━━ Texte de la page
- Pour François Hollande, la lutte contre le terrorisme est une opportunité pour transformer l’État.
Avant que le président François Hollande en annonce l’abandon, le « Projet de loi constitutionnelle de protection de la nation » [1], voulait introduire deux modifications dans la Constitution : l’insertion d’un article 36-1 relatif à l’état d’urgence et une modification de l’article 34, y insérant une possibilité de déchéance de la nationalité de Français condamnés pour terrorisme.
De par l’inscription de l’état d’urgence et de la déchéance de nationalité, la Constitution est renversée. Elle n’enregistre plus des droits, mais leur abolition. Elle ne pose plus de garde-fous au pouvoir, mais devient l’expression de sa toute puissance. Si la volonté d’introduire l’état d’urgence dans la Constitution s’inscrit bien dans un contexte de démantèlement de l’État de droit, elle ne se résume pas à cette action. Elle nous renseigne sur la forme actuelle de l’État national et plus précisément sur celle de la France. La constitutionnalisation de l’état d’urgence est le symptôme d’une forme d’organisation politique qui inscrit, dans la Constitution, son renoncement à tout un pan de la souveraineté nationale. En effet, l’insertion, de l’état d’urgence et du démantèlement des libertés dans le texte fondamental, témoigne de l’abandon de toute autonomie de la politique intérieure vis-à-vis de l’ordre international de « la lutte contre le terrorisme. »
La double inscription constitutionnelle, à la fois de sa subordination vis-à-vis de la première puissance mondiale et de l’exercice d’un pouvoir sans limite sur ses propres populations, témoigne des deux faces actuelles de l’État national.
Un « régime civil de crise »
Le projet de loi constitutionnelle, déposé à l’Assemblée nationale le 23 décembre 2015, prévoyait d’ajouter à la Constitution un article 36-1 sur l’état d’urgence. Il aurait été placé aux côtés de l’article 36 qui organise « l’état de siège » et répond à une crise grave, guerre ou insurrection armée. L’État de siège permet le transfert des pouvoirs civils de police à l’armée, ainsi que la création de juridictions militaires.
Le texte fondamental contient également l’article 16 qui permet au président de la République de s’octroyer des « pouvoirs exceptionnels », lorsqu’une menace « grave et immédiate » pèse sur « les institutions de la République, l’indépendance de la Nation, l’intégrité de son territoire ou l’exécution de ses engagements internationaux ». Il n’a connu qu’une seule mise en application, pendant la guerre d’Algérie, lors du « putsch des généraux ». Les pleins pouvoirs avaient alors été accordés au président De Gaulle, de fin avril à fin septembre 1961.
━━━━
━━ Entrées de données
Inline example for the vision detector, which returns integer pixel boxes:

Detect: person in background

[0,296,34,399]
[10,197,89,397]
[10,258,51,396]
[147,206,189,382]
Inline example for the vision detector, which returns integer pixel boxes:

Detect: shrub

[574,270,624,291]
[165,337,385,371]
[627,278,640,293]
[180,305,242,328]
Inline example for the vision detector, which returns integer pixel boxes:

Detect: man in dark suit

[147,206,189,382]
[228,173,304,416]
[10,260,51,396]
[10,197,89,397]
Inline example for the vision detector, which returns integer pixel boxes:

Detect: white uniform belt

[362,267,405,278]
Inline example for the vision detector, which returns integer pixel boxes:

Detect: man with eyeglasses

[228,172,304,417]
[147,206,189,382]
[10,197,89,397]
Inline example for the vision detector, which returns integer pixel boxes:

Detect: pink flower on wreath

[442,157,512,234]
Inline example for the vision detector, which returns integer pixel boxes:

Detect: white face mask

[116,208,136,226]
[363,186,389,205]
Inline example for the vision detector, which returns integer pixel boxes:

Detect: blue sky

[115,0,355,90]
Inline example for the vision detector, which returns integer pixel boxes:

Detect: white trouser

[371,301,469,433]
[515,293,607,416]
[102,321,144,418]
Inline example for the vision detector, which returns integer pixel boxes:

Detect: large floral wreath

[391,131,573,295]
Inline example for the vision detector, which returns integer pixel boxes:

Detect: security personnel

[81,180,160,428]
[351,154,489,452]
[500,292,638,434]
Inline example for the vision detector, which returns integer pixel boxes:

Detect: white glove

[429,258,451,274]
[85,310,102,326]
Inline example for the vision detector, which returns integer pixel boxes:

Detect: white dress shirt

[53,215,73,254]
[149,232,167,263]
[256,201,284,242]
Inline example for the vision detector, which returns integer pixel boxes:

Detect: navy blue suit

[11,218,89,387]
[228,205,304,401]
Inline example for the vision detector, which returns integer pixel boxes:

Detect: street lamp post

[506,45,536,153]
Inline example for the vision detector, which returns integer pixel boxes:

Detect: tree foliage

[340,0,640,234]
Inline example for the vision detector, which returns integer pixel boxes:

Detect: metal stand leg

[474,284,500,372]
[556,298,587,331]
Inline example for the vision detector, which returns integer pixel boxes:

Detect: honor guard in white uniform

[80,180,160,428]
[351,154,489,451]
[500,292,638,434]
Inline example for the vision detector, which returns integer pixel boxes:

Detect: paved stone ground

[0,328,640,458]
━━━━
Exercices:
1. Répondez à ces questions sur le texte consacré à l'état d'urgence :
(a) Quel article de la Constitution le projet voulait-il modifier pour y insérer la déchéance de nationalité ?
(b) À quelle date le projet de loi constitutionnelle a-t-il été déposé à l'Assemblée nationale ?
(c) Sur quelle période les pleins pouvoirs ont-ils été accordés au président De Gaulle ?
2. Recopiez à l'identique, s'il vous plaît, les lignes des enregistrements depuis leur début jusqu'à la ligne qui contient "[362,267,405,278]", cette dernière comprise.
Le texte et les enregistrements proviennent de sources distinctes.

Réponses:
1.
(a) L'article 34.
(b) Le 23 décembre 2015.
(c) De fin avril à fin septembre 1961.

2.
Inline example for the vision detector, which returns integer pixel boxes:

Detect: person in background

[0,296,34,399]
[10,197,89,397]
[10,258,51,396]
[147,206,189,382]
Inline example for the vision detector, which returns integer pixel boxes:

Detect: shrub

[574,270,624,291]
[165,337,385,371]
[627,278,640,293]
[180,305,242,328]
Inline example for the vision detector, which returns integer pixel boxes:

Detect: man in dark suit

[147,206,189,382]
[228,173,304,416]
[10,260,51,396]
[10,197,89,397]
Inline example for the vision detector, which returns integer pixel boxes:

Detect: white uniform belt

[362,267,405,278]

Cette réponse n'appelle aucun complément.